-- start of Exercise materials --

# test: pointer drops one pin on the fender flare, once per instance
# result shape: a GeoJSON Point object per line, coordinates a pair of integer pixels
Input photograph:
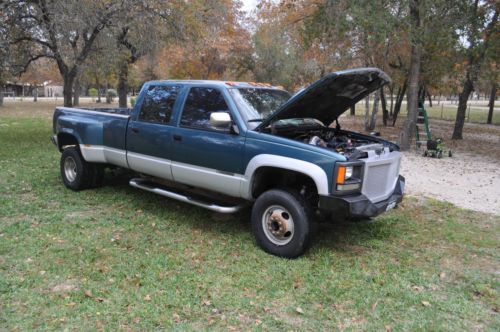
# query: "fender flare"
{"type": "Point", "coordinates": [316, 173]}
{"type": "Point", "coordinates": [70, 132]}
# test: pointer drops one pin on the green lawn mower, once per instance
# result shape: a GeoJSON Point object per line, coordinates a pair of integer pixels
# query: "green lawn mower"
{"type": "Point", "coordinates": [434, 148]}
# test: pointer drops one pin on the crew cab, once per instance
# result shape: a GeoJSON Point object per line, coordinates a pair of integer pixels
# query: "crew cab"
{"type": "Point", "coordinates": [226, 145]}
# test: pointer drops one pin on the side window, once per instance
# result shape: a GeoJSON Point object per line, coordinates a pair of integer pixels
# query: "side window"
{"type": "Point", "coordinates": [158, 103]}
{"type": "Point", "coordinates": [200, 103]}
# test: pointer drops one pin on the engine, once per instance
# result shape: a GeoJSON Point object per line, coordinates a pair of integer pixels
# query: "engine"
{"type": "Point", "coordinates": [345, 144]}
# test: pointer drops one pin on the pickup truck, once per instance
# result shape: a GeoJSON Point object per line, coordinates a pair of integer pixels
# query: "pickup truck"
{"type": "Point", "coordinates": [226, 145]}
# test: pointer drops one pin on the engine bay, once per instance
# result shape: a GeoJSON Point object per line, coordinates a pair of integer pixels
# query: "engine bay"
{"type": "Point", "coordinates": [342, 143]}
{"type": "Point", "coordinates": [349, 144]}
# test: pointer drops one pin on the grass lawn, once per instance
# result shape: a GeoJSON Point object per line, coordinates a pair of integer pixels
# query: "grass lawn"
{"type": "Point", "coordinates": [116, 257]}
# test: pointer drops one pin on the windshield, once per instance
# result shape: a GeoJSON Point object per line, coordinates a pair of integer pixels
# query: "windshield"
{"type": "Point", "coordinates": [257, 104]}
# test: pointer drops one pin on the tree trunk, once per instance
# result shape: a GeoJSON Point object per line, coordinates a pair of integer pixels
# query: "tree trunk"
{"type": "Point", "coordinates": [408, 130]}
{"type": "Point", "coordinates": [399, 101]}
{"type": "Point", "coordinates": [76, 93]}
{"type": "Point", "coordinates": [475, 59]}
{"type": "Point", "coordinates": [491, 104]}
{"type": "Point", "coordinates": [385, 111]}
{"type": "Point", "coordinates": [373, 119]}
{"type": "Point", "coordinates": [122, 84]}
{"type": "Point", "coordinates": [367, 113]}
{"type": "Point", "coordinates": [68, 90]}
{"type": "Point", "coordinates": [108, 96]}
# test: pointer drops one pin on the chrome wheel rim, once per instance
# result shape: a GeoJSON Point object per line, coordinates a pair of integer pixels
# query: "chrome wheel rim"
{"type": "Point", "coordinates": [278, 225]}
{"type": "Point", "coordinates": [70, 169]}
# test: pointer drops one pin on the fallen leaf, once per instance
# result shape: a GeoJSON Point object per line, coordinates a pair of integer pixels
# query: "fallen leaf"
{"type": "Point", "coordinates": [417, 288]}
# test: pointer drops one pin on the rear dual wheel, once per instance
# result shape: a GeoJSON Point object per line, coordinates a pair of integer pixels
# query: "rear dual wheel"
{"type": "Point", "coordinates": [78, 174]}
{"type": "Point", "coordinates": [282, 223]}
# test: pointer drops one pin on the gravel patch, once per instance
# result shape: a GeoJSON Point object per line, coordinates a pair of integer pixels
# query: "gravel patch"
{"type": "Point", "coordinates": [468, 181]}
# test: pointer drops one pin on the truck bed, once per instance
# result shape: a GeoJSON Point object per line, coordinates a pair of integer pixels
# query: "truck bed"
{"type": "Point", "coordinates": [121, 111]}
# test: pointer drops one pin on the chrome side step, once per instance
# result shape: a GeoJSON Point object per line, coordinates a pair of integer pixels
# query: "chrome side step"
{"type": "Point", "coordinates": [147, 185]}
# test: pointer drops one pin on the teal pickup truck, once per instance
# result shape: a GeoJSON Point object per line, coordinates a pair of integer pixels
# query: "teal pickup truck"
{"type": "Point", "coordinates": [226, 145]}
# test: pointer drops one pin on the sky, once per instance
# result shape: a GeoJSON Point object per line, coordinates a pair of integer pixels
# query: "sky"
{"type": "Point", "coordinates": [249, 5]}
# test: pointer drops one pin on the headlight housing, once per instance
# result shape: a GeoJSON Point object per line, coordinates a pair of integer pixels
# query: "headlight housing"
{"type": "Point", "coordinates": [348, 177]}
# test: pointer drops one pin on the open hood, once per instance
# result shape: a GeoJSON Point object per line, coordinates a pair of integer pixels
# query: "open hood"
{"type": "Point", "coordinates": [329, 97]}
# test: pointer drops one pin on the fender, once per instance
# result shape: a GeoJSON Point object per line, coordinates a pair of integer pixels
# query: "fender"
{"type": "Point", "coordinates": [69, 131]}
{"type": "Point", "coordinates": [313, 171]}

-- end of Exercise materials --

• Stated exercise: Without the pictures, return the entries exactly as they appear.

• The result:
# test: pointer drops one pin on the fender flare, once per instance
# result shape: a GeoJSON Point object per line, coordinates a pair of integer pixels
Input photograph:
# query: "fender flare"
{"type": "Point", "coordinates": [316, 173]}
{"type": "Point", "coordinates": [70, 132]}
# test: pointer drops one pin on the green lawn mower, once per instance
# result shape: a GeoJSON Point object per line, coordinates a pair of integer pixels
# query: "green lawn mower"
{"type": "Point", "coordinates": [434, 148]}
# test: pointer drops one pin on the crew cab, once per instance
# result shape: a GeoJSON Point object per line, coordinates a pair of integer pixels
# query: "crew cab"
{"type": "Point", "coordinates": [226, 145]}
# test: pointer drops one pin on the side window, once per instance
# result shape: a GeoJSON Point object per line, coordinates a pair of integer pixels
# query: "side window"
{"type": "Point", "coordinates": [158, 103]}
{"type": "Point", "coordinates": [200, 103]}
# test: pointer drops one pin on the engine, once per instance
# result shape: a GeoJSON Point object per line, coordinates a pair of integer pixels
# query: "engine"
{"type": "Point", "coordinates": [345, 144]}
# test: pointer drops one pin on the pickup truck, once per instance
# result shape: a GeoJSON Point object per line, coordinates a pair of integer pixels
# query: "pickup truck"
{"type": "Point", "coordinates": [226, 145]}
# test: pointer drops one pin on the engine bay, once per instance
# result shape: a GeoJSON Point object per line, coordinates a pair of integer pixels
# query: "engine bay"
{"type": "Point", "coordinates": [342, 143]}
{"type": "Point", "coordinates": [349, 144]}
# test: pointer drops one pin on the grass lawn, once per instance
# result shape: a GeoJSON Point object per line, coordinates a pair of integer pixels
# query: "grass lawn"
{"type": "Point", "coordinates": [116, 257]}
# test: pointer drops one pin on the windshield, once per instance
# result shape: a GeoJSON Point object per line, coordinates a pair of integer pixels
# query: "windshield"
{"type": "Point", "coordinates": [257, 104]}
# test: pointer drops one pin on the tree trunk, once per instance
# result shape: a GeoJSON Point object per line, coordinates a pair of integer pixels
# query: "tree trunk"
{"type": "Point", "coordinates": [408, 130]}
{"type": "Point", "coordinates": [399, 101]}
{"type": "Point", "coordinates": [76, 93]}
{"type": "Point", "coordinates": [475, 59]}
{"type": "Point", "coordinates": [491, 104]}
{"type": "Point", "coordinates": [385, 111]}
{"type": "Point", "coordinates": [373, 119]}
{"type": "Point", "coordinates": [122, 84]}
{"type": "Point", "coordinates": [367, 113]}
{"type": "Point", "coordinates": [68, 90]}
{"type": "Point", "coordinates": [108, 96]}
# test: pointer drops one pin on the chrome wheel rim, once per instance
# result shape: a GeoJSON Point object per line, coordinates a pair of integer pixels
# query: "chrome wheel rim"
{"type": "Point", "coordinates": [278, 225]}
{"type": "Point", "coordinates": [70, 169]}
# test: pointer drops one pin on the fallen leaf, once per instance
# result shape: a GeoJSON Point object per line, coordinates a pair of integer pixels
# query: "fallen leaf"
{"type": "Point", "coordinates": [417, 288]}
# test: pointer drops one pin on the rear dual wheel, once per instance
# result shape: a GeoJSON Point object per line, coordinates a pair of integer pixels
# query: "rear dual wheel"
{"type": "Point", "coordinates": [78, 174]}
{"type": "Point", "coordinates": [282, 223]}
# test: pointer drops one pin on the gravel patch, once per instance
# result shape: a GeoJSON Point object per line, coordinates a pair of integer pixels
# query: "gravel patch"
{"type": "Point", "coordinates": [468, 181]}
# test: pointer drops one pin on the truck bed, once per instance
# result shape: a GeoJSON Point object per line, coordinates a pair of integer pixels
# query: "truck bed"
{"type": "Point", "coordinates": [121, 111]}
# test: pointer drops one pin on the chrome side step, once per instance
# result shape: a GeoJSON Point object per line, coordinates a pair of integer pixels
# query: "chrome side step"
{"type": "Point", "coordinates": [147, 185]}
# test: pointer drops one pin on the teal pickup truck, once per instance
# result shape: a GeoJSON Point object per line, coordinates a pair of integer pixels
# query: "teal pickup truck"
{"type": "Point", "coordinates": [226, 145]}
# test: pointer drops one pin on the sky, once per instance
# result shape: a GeoJSON Point object per line, coordinates a pair of integer pixels
# query: "sky"
{"type": "Point", "coordinates": [249, 5]}
# test: pointer drops one pin on the headlight housing, once per instance
# result shape: a GeoJSON Point object per line, coordinates a pair of integer pixels
# query: "headlight housing"
{"type": "Point", "coordinates": [348, 177]}
# test: pointer drops one pin on the open hood, once per instance
# result shape: a GeoJSON Point object per line, coordinates a pair of integer pixels
# query: "open hood"
{"type": "Point", "coordinates": [329, 97]}
# test: pointer drops one pin on the fender, once per instance
# result shape: a GeoJSON Point object per line, coordinates a pair of integer pixels
# query: "fender"
{"type": "Point", "coordinates": [69, 131]}
{"type": "Point", "coordinates": [313, 171]}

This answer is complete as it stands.